## Tekst van document:
ECLI:NL:TNOKALM:2012:YC0882 Kamer van toezicht Almelo 02 12 Wna

ECLI: ECLI:NL:TNOKALM:2012:YC0882
Datum uitspraak: 08-11-2012
Datum publicatie: 21-11-2012
Zaaknummer(s): 02 12 Wna
Onderwerp: Overig
Beslissingen: Klacht gegrond zonder maatregel
Inhoudsindicatie: Gelet op een vonnis van de rechtbank diende de akte van levering ook zonder medewerking van klager te worden gepasseerd. De notaris heeft in de omstandigheid dat de juridisch adviseur van de voormalige echtgenote van klager verbonden is aan het kantoor van de notaris terecht aanleiding gezien de afhandeling over te dragen aan een andere notaris. Voor de overdracht van de ID-gegevens en het e-mailadres van klager had de notaris in dit geval instemming van klager moeten vragen. De klacht is gegrond zonder oplegging van een maatregel. 

KAMER VAN TOEZICHT OVER DE NOTARISSEN EN KANDIDAAT-NOTARISSEN TE ALMELO

 

Klachtzaak 02 12 Wna 

                        UITSPRAAK

inzake:                < klager> ,

wonende te      <plaats>,

                             klager;

tegen:                  <notaris> ,

                             notaris te <plaats>,

                             hierna te noemen de notaris.

1           Verloop van de procedure

Op 29 februari 2012 heeft klager via de Koninklijke Notariële Beroepsorganisatie te Den Haag een klacht ingediend tegen de notaris bij de Kamer van Toezicht over notarissen en kandidaat-notarissen in het arrondissement Almelo, hierna te noemen de kamer. De notaris heeft zich verweerd bij schrijven van 22 maart 2012. Vervolgens heeft klager bij brief met de datum 1 januari 2012, door de kamer ontvangen op 16 april 2012, gerepliceerd en is door de notaris op 17 april 2012 gedupliceerd.

De klachtzaak is ter zitting van 24 oktober 2012 behandeld. Klager is in persoon verschenen. De notaris is eveneens in persoon verschenen.  

 

2        Toetsingskader

In deze klachtzaak dient te worden beoordeeld of de notaris heeft gehandeld in strijd met het bepaalde in de Wet op het notarisambt (Wna).

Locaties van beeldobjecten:
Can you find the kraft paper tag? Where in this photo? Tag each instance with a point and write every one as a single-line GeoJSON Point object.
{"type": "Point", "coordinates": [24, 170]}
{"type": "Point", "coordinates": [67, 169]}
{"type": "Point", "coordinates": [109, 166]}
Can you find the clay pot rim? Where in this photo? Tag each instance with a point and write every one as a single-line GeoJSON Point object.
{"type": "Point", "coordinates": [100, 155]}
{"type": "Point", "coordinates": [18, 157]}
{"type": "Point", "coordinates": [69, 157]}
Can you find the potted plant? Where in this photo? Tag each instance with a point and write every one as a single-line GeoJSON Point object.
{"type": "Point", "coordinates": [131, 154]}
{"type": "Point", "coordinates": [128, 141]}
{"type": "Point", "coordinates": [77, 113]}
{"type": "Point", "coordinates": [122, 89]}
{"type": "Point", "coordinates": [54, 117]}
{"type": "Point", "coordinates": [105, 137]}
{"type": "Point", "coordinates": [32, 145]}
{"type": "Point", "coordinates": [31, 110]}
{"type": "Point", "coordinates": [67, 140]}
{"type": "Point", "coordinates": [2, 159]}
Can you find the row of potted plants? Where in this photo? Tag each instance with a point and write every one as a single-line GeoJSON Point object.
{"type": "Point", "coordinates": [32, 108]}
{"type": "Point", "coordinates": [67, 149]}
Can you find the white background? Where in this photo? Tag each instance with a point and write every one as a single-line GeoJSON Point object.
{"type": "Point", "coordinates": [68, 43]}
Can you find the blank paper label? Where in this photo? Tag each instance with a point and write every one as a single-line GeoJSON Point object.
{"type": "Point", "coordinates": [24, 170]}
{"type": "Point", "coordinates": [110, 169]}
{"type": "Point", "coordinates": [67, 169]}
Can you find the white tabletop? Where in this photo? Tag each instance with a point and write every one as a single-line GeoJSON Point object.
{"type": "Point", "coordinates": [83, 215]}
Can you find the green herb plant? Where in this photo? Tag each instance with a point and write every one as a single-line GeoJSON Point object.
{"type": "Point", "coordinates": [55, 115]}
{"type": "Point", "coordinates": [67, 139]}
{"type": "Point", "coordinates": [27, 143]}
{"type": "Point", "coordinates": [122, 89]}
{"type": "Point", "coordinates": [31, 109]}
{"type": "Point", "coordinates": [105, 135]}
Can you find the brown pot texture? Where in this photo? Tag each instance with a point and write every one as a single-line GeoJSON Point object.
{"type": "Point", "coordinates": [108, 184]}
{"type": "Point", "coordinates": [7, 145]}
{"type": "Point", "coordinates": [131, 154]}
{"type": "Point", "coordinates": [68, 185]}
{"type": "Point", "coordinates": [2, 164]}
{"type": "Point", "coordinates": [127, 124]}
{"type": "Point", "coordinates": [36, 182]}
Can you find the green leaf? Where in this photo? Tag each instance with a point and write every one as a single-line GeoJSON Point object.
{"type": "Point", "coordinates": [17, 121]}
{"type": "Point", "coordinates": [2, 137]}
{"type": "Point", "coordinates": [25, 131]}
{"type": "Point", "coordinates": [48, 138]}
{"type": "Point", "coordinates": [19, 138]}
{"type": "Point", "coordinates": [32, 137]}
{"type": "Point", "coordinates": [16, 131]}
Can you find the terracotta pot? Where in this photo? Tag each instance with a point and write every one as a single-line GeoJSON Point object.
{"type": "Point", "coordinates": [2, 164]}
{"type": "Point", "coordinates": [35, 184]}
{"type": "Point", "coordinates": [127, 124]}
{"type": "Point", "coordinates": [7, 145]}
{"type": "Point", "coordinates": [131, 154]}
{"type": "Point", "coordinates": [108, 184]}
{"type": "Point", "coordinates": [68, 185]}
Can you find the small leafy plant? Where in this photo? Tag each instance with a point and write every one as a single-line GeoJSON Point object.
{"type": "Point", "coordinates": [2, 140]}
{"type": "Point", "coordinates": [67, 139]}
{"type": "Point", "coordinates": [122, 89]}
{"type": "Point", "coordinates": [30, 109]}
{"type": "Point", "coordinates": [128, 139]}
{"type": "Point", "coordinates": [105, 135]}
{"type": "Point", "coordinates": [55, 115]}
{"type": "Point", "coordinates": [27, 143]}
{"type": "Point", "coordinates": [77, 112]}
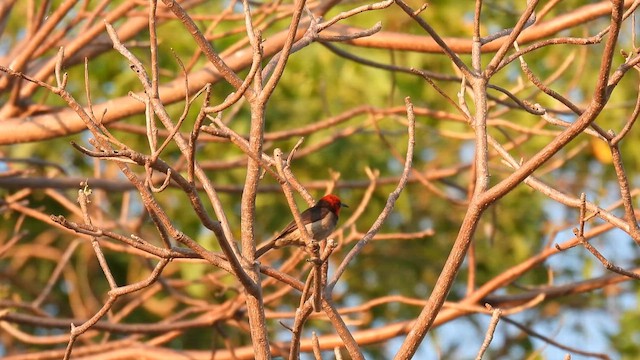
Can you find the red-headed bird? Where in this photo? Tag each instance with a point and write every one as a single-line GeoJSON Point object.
{"type": "Point", "coordinates": [320, 220]}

## Op te lossen:
(1) Citeer uit de uitspraak over de klacht tegen de notaris het gedeelte dat begint bij de woorden "Op 29 februari" en stop na "het notarisambt (Wna).".
(2) Waarom droeg de notaris volgens de uitspraak over de klacht de afhandeling over aan een andere notaris? Antwoord in één tot drie zinnen.
(3) Schrijf de uitspraak over de klacht tegen de notaris verder, te beginnen na de laatste zin die er staat.

## Antwoorden bij oefening:
(1)
Op 29 februari 2012 heeft klager via de Koninklijke Notariële Beroepsorganisatie te Den Haag een klacht ingediend tegen de notaris bij de Kamer van Toezicht over notarissen en kandidaat-notarissen in het arrondissement Almelo, hierna te noemen de kamer. De notaris heeft zich verweerd bij schrijven van 22 maart 2012. Vervolgens heeft klager bij brief met de datum 1 januari 2012, door de kamer ontvangen op 16 april 2012, gerepliceerd en is door de notaris op 17 april 2012 gedupliceerd.

De klachtzaak is ter zitting van 24 oktober 2012 behandeld. Klager is in persoon verschenen. De notaris is eveneens in persoon verschenen.  

 

2        Toetsingskader

In deze klachtzaak dient te worden beoordeeld of de notaris heeft gehandeld in strijd met het bepaalde in de Wet op het notarisambt (Wna).

(2) De juridisch adviseur van de voormalige echtgenote van klager is verbonden aan het kantoor van de notaris. De kamer vindt dat de notaris daarin terecht aanleiding zag de afhandeling aan een andere notaris over te dragen.

(3)
3                 Feiten

Gelet op hetgeen klager en de notaris over en weer hebben verklaard en op basis van door hen overgelegde stukken, gaat de Kamer uit van de volgende feiten.

Klager is in algehele gemeenschap van goederen gehuwd geweest met <A> . Het huwelijk is door echtscheiding ontbonden op 13 februari 2004.

De voormalige echtelijke woning te <plaats> en de op die woning rustende hypotheekschuld is aan klager toebedeeld bij vonnis van de rechtbank Almelo van 18 maart 2009.

In het vonnis is onder meer bepaald dat indien klager weigert mee te werken aan de toebedeling van de woning, dit vonnis in de plaats zal treden van de voor het passeren van de akte van levering vereiste wilsverklaring van de man.

<A>  heeft de notaris gevraagd een akte van verdeling op te stellen conform meergenoemd vonnis.

De notaris heeft klager een akte in concept toegezonden. Klager en <A>  hebben op basis daarvan geen overeenstemming kunnen bereiken. De notaris heeft daarop, vanwege belangenverstrengeling met de advocaat van <A>, haar kantoorgenoot, haar werkzaamheden beëindigd en aan < B>, notaris te <plaats>, gevraagd het nodige te doen.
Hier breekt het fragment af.